__Required task a__: In the records, from the line containing "the **green water**?" through the end of the records, switch "even-odd" to "nonzero" and reproduce those lines with nothing else altered.

← Back to Portfolio

Idempotent Webhooks: Making At-Least-Once Delivery Behave Like Exactly-Once

Exactly-once delivery is a myth the network will never grant you. Exactly-once processing is a unique constraint and a little discipline.

· 14 min read· webhooks / idempotency / distributed-systems / stripe / postgresql / system-design

A webhook is a promise the sender cannot keep. It offers to tell you the moment something happens: a payment clears, a subscription renews, a report finishes rendering. What it cannot offer is to tell you exactly once.

That gap is where double charges live.

Picture the handler everyone writes first. Stripe POSTs a payment_intent.succeeded event, you look up the order, mark it paid, charge the saved card for the balance, send a receipt, and return 200. It works in every test you run, because in every test the event arrives once. Then one night the same event arrives twice, the handler runs twice, and a customer is charged twice for one order. Nothing in the logic was wrong. The assumption underneath it was: that the event would arrive once.

It will not. This piece is about why, and about the small amount of discipline that makes a handler safe against the duplicates the network guarantees.

__Exercise material__:
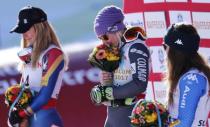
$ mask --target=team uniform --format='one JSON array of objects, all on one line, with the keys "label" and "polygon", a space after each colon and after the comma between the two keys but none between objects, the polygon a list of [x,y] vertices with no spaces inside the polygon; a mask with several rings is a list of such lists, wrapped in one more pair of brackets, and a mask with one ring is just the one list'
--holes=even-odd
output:
[{"label": "team uniform", "polygon": [[179,119],[176,127],[206,127],[210,112],[209,82],[197,69],[191,69],[179,80],[169,105],[173,119]]},{"label": "team uniform", "polygon": [[[137,95],[144,98],[149,77],[149,50],[140,39],[123,44],[120,65],[114,72],[114,99],[137,98]],[[135,102],[131,105],[108,106],[105,127],[129,127],[128,116],[134,105]]]},{"label": "team uniform", "polygon": [[55,45],[49,46],[41,53],[36,68],[32,68],[30,62],[24,65],[23,81],[28,77],[30,89],[34,93],[30,104],[34,112],[30,117],[30,127],[63,127],[55,108],[63,72],[63,52]]}]

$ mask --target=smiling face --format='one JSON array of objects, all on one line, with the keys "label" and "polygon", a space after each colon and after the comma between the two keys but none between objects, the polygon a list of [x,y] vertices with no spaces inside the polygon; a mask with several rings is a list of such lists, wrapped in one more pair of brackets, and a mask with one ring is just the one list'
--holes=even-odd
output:
[{"label": "smiling face", "polygon": [[35,28],[32,26],[28,31],[22,34],[23,39],[26,40],[27,45],[33,45],[36,38],[36,31]]}]

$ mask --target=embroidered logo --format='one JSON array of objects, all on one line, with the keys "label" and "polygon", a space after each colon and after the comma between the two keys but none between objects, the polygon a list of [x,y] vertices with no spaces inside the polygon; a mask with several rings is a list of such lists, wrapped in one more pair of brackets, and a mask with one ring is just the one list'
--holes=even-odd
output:
[{"label": "embroidered logo", "polygon": [[182,40],[180,40],[180,39],[177,39],[174,43],[175,43],[175,44],[178,44],[178,45],[183,45],[183,42],[182,42]]}]

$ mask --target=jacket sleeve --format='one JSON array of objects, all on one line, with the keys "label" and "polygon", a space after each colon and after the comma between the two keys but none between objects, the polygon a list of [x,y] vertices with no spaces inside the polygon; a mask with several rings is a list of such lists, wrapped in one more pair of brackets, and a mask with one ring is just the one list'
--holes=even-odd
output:
[{"label": "jacket sleeve", "polygon": [[187,74],[179,82],[180,96],[176,127],[191,127],[200,97],[206,92],[206,79],[200,74]]},{"label": "jacket sleeve", "polygon": [[130,47],[128,56],[133,72],[133,80],[125,85],[113,88],[115,99],[134,97],[139,93],[145,92],[147,88],[150,65],[148,48],[142,43],[135,43]]},{"label": "jacket sleeve", "polygon": [[33,112],[39,110],[43,105],[47,104],[51,99],[57,83],[59,74],[64,68],[64,58],[61,50],[50,49],[42,59],[42,88],[31,104]]}]

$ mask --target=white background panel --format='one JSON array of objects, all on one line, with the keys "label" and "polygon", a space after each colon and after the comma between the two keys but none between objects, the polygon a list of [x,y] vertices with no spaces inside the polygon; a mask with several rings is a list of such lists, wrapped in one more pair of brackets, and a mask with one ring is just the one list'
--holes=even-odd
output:
[{"label": "white background panel", "polygon": [[170,24],[178,22],[192,23],[190,11],[169,11]]},{"label": "white background panel", "polygon": [[145,12],[145,27],[148,38],[162,38],[166,32],[164,12]]},{"label": "white background panel", "polygon": [[164,82],[153,82],[155,89],[155,99],[162,104],[166,104],[167,96],[167,85]]},{"label": "white background panel", "polygon": [[162,46],[151,46],[152,70],[153,73],[163,73],[166,70],[166,53]]},{"label": "white background panel", "polygon": [[210,39],[210,12],[192,12],[193,25],[203,39]]},{"label": "white background panel", "polygon": [[140,26],[144,28],[143,13],[127,13],[125,14],[124,23],[126,26]]}]

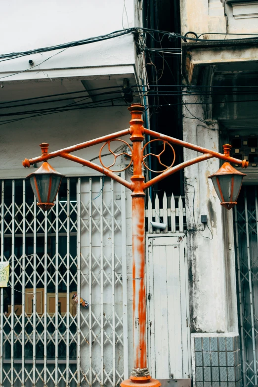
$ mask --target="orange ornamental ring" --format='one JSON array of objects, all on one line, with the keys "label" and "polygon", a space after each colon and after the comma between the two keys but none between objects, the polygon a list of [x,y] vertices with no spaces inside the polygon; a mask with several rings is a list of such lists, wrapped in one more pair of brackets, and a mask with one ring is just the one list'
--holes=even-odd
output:
[{"label": "orange ornamental ring", "polygon": [[[162,150],[160,152],[160,153],[159,153],[158,155],[155,155],[154,153],[147,153],[147,155],[143,155],[143,152],[144,152],[144,150],[145,150],[145,148],[146,148],[147,145],[149,144],[150,144],[151,142],[153,142],[153,141],[163,141],[163,150]],[[172,162],[172,164],[171,164],[171,165],[170,165],[169,166],[165,165],[165,164],[163,164],[163,163],[162,163],[161,161],[160,161],[160,156],[161,156],[161,155],[163,153],[164,153],[164,152],[165,151],[165,149],[166,149],[166,144],[168,144],[168,145],[169,145],[169,146],[170,146],[170,147],[172,149],[172,151],[173,154],[174,155],[174,158],[173,159],[173,161]],[[154,172],[156,173],[161,173],[162,172],[165,172],[165,171],[167,171],[169,168],[171,168],[171,167],[173,166],[173,165],[174,164],[174,161],[175,161],[175,153],[174,152],[174,148],[173,148],[173,147],[172,146],[171,144],[170,144],[170,143],[168,141],[165,141],[165,140],[162,140],[161,139],[156,139],[155,140],[151,140],[151,141],[149,141],[148,142],[146,143],[145,144],[145,145],[144,145],[144,146],[143,147],[143,148],[142,148],[142,155],[143,155],[142,163],[143,164],[143,165],[145,167],[145,168],[147,168],[147,169],[149,171],[150,171],[152,172]],[[163,170],[163,171],[153,171],[153,170],[151,170],[150,168],[149,168],[149,167],[146,165],[146,163],[144,162],[144,159],[146,157],[147,157],[147,156],[155,156],[155,157],[157,157],[157,158],[159,160],[159,162],[160,164],[161,165],[163,165],[163,167],[166,167],[166,169],[165,170]]]},{"label": "orange ornamental ring", "polygon": [[[122,152],[121,153],[119,153],[118,155],[116,154],[116,153],[114,153],[114,152],[111,150],[110,149],[110,142],[112,141],[120,141],[121,142],[124,142],[125,144],[126,144],[129,148],[130,148],[130,150],[131,151],[131,155],[129,155],[129,153],[127,153],[126,152]],[[102,161],[101,160],[101,152],[102,151],[102,149],[103,148],[106,146],[107,144],[108,145],[108,150],[110,152],[111,155],[113,155],[113,156],[115,157],[115,160],[114,160],[114,163],[112,164],[110,164],[110,165],[108,166],[108,167],[106,167],[103,163],[102,163]],[[130,166],[131,165],[131,163],[132,163],[132,159],[133,159],[133,151],[132,150],[132,148],[129,145],[128,142],[127,142],[126,141],[124,141],[124,140],[121,140],[120,138],[114,138],[112,140],[109,140],[106,142],[105,143],[105,144],[103,144],[103,145],[102,146],[102,147],[100,148],[100,149],[99,150],[99,153],[98,155],[98,157],[99,158],[99,161],[101,164],[101,165],[102,167],[104,167],[105,168],[107,168],[107,169],[109,170],[110,171],[112,171],[112,172],[122,172],[123,171],[126,171],[126,170],[127,170],[128,168],[129,168]],[[117,158],[120,156],[122,156],[123,155],[126,155],[126,156],[128,156],[131,159],[131,161],[129,163],[129,164],[127,166],[127,167],[126,168],[124,168],[123,170],[111,170],[110,168],[111,167],[113,167],[113,165],[115,165],[116,163],[116,161],[117,160]]]}]

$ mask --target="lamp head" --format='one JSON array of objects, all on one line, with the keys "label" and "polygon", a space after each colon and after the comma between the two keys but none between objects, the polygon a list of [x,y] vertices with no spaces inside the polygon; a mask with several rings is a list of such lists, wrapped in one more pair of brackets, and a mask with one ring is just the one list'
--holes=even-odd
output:
[{"label": "lamp head", "polygon": [[237,171],[226,162],[216,173],[209,176],[209,179],[212,179],[220,204],[227,210],[237,204],[237,198],[244,176],[246,176],[245,173]]},{"label": "lamp head", "polygon": [[30,179],[38,206],[44,211],[52,207],[64,175],[45,161],[37,171],[27,177]]}]

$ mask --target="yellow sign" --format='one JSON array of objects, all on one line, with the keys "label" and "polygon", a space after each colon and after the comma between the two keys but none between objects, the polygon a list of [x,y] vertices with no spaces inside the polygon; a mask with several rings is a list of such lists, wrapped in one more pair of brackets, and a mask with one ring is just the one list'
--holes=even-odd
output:
[{"label": "yellow sign", "polygon": [[9,262],[0,262],[0,288],[7,288],[9,269]]}]

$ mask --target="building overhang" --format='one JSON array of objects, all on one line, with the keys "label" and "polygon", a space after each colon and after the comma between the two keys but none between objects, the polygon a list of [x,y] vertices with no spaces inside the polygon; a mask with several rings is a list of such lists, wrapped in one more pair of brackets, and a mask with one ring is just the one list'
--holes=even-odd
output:
[{"label": "building overhang", "polygon": [[257,39],[204,41],[182,44],[182,74],[186,85],[198,83],[200,70],[221,64],[248,71],[258,64]]}]

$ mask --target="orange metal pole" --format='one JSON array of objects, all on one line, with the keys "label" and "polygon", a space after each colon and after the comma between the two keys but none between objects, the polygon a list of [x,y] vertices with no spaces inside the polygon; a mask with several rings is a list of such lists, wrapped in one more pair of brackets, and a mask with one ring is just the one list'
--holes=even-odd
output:
[{"label": "orange metal pole", "polygon": [[[87,166],[109,176],[111,178],[127,187],[132,191],[132,287],[133,287],[133,375],[130,379],[124,381],[122,387],[159,387],[161,383],[156,379],[152,379],[149,375],[147,364],[146,351],[146,291],[145,291],[145,203],[144,190],[158,181],[169,176],[172,173],[188,166],[198,163],[212,157],[233,162],[242,168],[246,168],[248,162],[230,157],[229,152],[223,155],[193,144],[190,144],[180,140],[164,135],[160,133],[144,129],[142,115],[144,107],[140,104],[132,104],[129,108],[131,115],[130,121],[130,129],[121,130],[107,136],[96,138],[77,145],[65,148],[63,149],[47,153],[47,144],[43,144],[43,155],[23,162],[24,167],[41,161],[44,161],[57,156],[68,159]],[[129,183],[118,176],[108,168],[100,167],[92,162],[85,160],[80,157],[69,154],[70,152],[84,149],[91,145],[108,141],[118,137],[130,134],[132,142],[132,159],[133,162],[133,175],[131,177],[131,183]],[[145,183],[144,177],[142,173],[143,159],[142,143],[144,139],[144,134],[147,134],[155,138],[159,138],[176,144],[204,153],[191,160],[168,169],[158,176]],[[45,151],[46,149],[46,151]],[[114,154],[114,153],[113,153]],[[145,376],[140,376],[144,374]]]},{"label": "orange metal pole", "polygon": [[217,159],[220,159],[225,161],[228,161],[230,163],[234,163],[235,164],[241,165],[242,168],[246,168],[248,166],[248,162],[247,160],[240,160],[239,159],[235,159],[234,157],[231,157],[229,154],[223,154],[219,153],[218,152],[215,152],[211,149],[207,149],[206,148],[203,148],[202,146],[195,145],[194,144],[191,144],[189,142],[186,142],[182,140],[178,140],[177,138],[174,138],[173,137],[167,136],[165,134],[162,134],[154,130],[151,130],[149,129],[144,129],[144,133],[152,136],[155,138],[160,138],[161,140],[167,141],[171,142],[172,144],[175,144],[177,145],[182,146],[183,148],[188,148],[188,149],[195,150],[196,152],[200,152],[201,153],[210,153],[212,155],[213,157],[216,157]]},{"label": "orange metal pole", "polygon": [[133,324],[133,368],[145,369],[145,376],[132,376],[124,381],[121,387],[148,386],[159,387],[161,383],[151,379],[147,363],[145,290],[145,196],[144,176],[142,173],[144,128],[142,119],[144,107],[132,104],[128,108],[131,114],[130,139],[133,152],[132,186],[132,307]]},{"label": "orange metal pole", "polygon": [[74,161],[75,163],[78,163],[79,164],[85,166],[85,167],[88,167],[89,168],[92,168],[95,171],[97,171],[98,172],[105,174],[106,176],[108,176],[109,177],[115,180],[116,181],[118,181],[119,183],[122,184],[122,185],[124,185],[129,189],[131,189],[132,183],[129,183],[126,180],[120,177],[114,172],[110,171],[108,168],[105,168],[105,167],[100,167],[97,164],[95,164],[95,163],[92,163],[92,161],[88,161],[87,160],[85,160],[84,159],[82,159],[81,157],[78,157],[77,156],[74,156],[74,155],[70,155],[69,153],[62,153],[59,155],[60,157],[63,157],[64,159],[67,159],[68,160]]}]

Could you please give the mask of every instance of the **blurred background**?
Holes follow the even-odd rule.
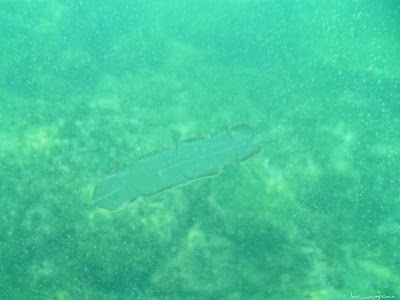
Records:
[[[0,2],[0,298],[400,297],[399,1]],[[110,212],[230,124],[257,158]]]

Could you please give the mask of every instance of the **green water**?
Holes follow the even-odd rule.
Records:
[[[399,4],[1,0],[0,299],[399,298]],[[237,123],[253,160],[90,203]]]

__Required task b__: According to the article on idempotent webhooks, what does exactly-once processing consist of?

__Answer a__:
Could you please give the mask of every instance of the **green water**?
Holes follow the nonzero rule.
Records:
[[[399,4],[1,0],[0,299],[399,298]],[[237,123],[253,160],[90,203]]]

__Answer b__: A unique constraint and a little discipline.